Write out the listing again, exactly as it appears below.

- _Dataset records_
——
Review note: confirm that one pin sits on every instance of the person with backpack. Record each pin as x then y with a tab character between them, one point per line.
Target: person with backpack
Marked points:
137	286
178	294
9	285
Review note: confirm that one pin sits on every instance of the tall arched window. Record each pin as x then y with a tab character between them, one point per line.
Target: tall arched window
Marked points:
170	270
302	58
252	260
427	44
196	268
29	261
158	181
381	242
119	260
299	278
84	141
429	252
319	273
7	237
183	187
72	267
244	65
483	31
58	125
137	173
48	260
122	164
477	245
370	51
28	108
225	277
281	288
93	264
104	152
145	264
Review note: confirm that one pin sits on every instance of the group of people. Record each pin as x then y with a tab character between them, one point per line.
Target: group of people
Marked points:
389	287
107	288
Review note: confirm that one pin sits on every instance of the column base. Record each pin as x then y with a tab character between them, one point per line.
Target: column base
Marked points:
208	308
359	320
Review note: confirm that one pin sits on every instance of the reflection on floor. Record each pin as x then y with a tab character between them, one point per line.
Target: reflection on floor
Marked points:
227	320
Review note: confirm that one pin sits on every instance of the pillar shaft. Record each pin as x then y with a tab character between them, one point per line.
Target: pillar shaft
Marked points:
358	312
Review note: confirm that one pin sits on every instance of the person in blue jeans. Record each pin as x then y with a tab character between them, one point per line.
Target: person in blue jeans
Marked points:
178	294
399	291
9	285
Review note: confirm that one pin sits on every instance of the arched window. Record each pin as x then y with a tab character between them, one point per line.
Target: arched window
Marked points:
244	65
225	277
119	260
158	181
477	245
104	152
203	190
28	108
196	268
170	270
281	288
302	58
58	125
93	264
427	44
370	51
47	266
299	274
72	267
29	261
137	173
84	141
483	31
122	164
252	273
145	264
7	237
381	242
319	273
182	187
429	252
——
- _Written answer_
Review note: confirm that one pin sits on every instance of the person with backpack. Record each pin as x then y with a tab character between them, one point per line.
Target: person with backpack
Marked points:
137	286
178	294
9	285
Review note: confirm that one pin sits on every instance of the tall arched window. Record each pin as x then y with a tab character between them, one point per line.
Target: tall arched window
Marked points:
170	270
302	58
252	260
427	44
196	268
29	261
158	181
381	242
119	260
299	278
84	141
429	252
319	273
7	237
183	187
72	267
244	65
483	31
58	125
137	173
48	260
122	164
477	245
370	51
28	108
225	277
281	288
93	264
104	152
145	264
Review note: confirm that one pin sits on every instance of the group of people. Record each pin as x then y with a tab character between them, one point per line.
Target: group of people
Marked points:
389	287
107	288
Review note: confirm that one pin sits on every instance of the column base. Record each pin as x then y with a tab character between them, one point per line.
Target: column base
Marked points:
208	308
359	320
Review note: confirm that one pin sits on every instance of the reflection on floor. Record each pin as x then y with a tab character between them, one point per line.
Target: reflection on floor
Marked points:
227	320
Review note: confirm that one pin sits on every instance of the pillar shaft. Record each pin as x then y with a tab character between them, one point per line.
Target: pillar shaft
Marked points:
358	312
Review note: confirm that one pin sits on every instance of the person in blue jeans. Record each pin as x then y with a tab character between them, one point per line.
Target: person in blue jeans
Marked points:
178	294
399	291
9	285
Review note: confirm that one pin sits on every instance of the arched window. Record each pin as x then y with a tab character between them, one point per line.
Target: arched window
Marked points:
244	65
225	277
119	260
158	181
477	245
104	152
203	190
28	108
196	268
170	270
281	288
302	58
58	125
93	264
427	44
370	51
47	266
299	274
72	267
29	261
137	173
84	141
483	31
122	164
252	273
145	264
7	237
381	242
319	273
182	187
429	252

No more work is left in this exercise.